> [Passage]
Building - funds of funds

We live in a world where investing is becoming ever more accessible and of lower cost.

In a country like South Africa — where equities have had several lean years — investors are also paying more attention than ever before to their portfolios and their returns.

In the search for yield, one investment category that is grabbing more attention is the fastest-growing asset class in SA, Section 12J.

Section 12J is woven into SA’s Income Tax Act and enables investors to provide much-needed capital to SMEs. In return, investors receive an immediate tax deduction equal to 100% of the amount they’ve invested. As of February 2019, in excess of R8 billion had been invested in Section 12J funds in SA.

Making Section 12J count

With this growth, a key challenge has been the fact that there are over 160 Section 12J investment opportunities available in SA. 

Any large wealth institution that wants to access just one of these opportunities would have to spend significant time and resources on due diligence. These institutions then further face a diversification dilemma, as they can’t just opt for one or two 12J investments. 

In a bid to solve this problem, a team consisting of some of SA’s most prominent and reputable business people launched the country’s first-ever portfolio of Section 12J fund offering, MeTTa Capital Moderate Risk Fund I.

Since 2017, MeTTa Capital has conducted several capital raises. During the most recent capital raise for the period ending February 2019, its investment committee, headed by Dr Adrian Saville, conducted a strenuous due-diligence process evaluating over 110 Section 12J companies, filtering it down to a basket of six market-leading investment strategies.

A fundamental criterion for inclusion on MeTTa Capital’s platform is a responsible and reasonable fee structure that a VCC charges its investors.

The end result is that for just R500 000, MeTTa Capital investors can own shares within multiple Section 12J VCCs, bypassing these funds’ own minimum investment limits. Investors who invest with MeTTa Capital further have access to a transparent and market-leading post-investment reporting service.

> [Action item]
Copy the passage on Section 12J funds word for word, starting with "Building - funds" and going on through "and their returns.".

> [Dataset]
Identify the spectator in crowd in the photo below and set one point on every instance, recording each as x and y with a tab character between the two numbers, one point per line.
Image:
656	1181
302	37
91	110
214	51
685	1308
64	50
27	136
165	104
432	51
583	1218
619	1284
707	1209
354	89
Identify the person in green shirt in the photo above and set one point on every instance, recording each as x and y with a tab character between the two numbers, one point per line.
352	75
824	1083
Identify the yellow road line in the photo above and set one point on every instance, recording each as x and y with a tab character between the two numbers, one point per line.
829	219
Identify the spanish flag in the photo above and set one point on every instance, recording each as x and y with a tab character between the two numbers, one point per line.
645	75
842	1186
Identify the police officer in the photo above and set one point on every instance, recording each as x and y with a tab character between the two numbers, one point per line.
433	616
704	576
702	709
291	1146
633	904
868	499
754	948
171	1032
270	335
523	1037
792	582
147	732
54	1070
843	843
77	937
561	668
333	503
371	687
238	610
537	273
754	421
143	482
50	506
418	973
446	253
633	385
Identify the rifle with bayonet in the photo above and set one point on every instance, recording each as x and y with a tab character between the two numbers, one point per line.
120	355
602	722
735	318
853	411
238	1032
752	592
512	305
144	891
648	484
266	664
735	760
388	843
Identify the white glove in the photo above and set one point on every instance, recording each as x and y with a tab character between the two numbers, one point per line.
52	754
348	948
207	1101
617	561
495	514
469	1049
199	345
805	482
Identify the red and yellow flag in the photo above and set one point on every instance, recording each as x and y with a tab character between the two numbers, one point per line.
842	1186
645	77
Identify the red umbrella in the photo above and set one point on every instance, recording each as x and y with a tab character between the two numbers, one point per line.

> [Result of the task]
Building - funds of funds

We live in a world where investing is becoming ever more accessible and of lower cost.

In a country like South Africa — where equities have had several lean years — investors are also paying more attention than ever before to their portfolios and their returns.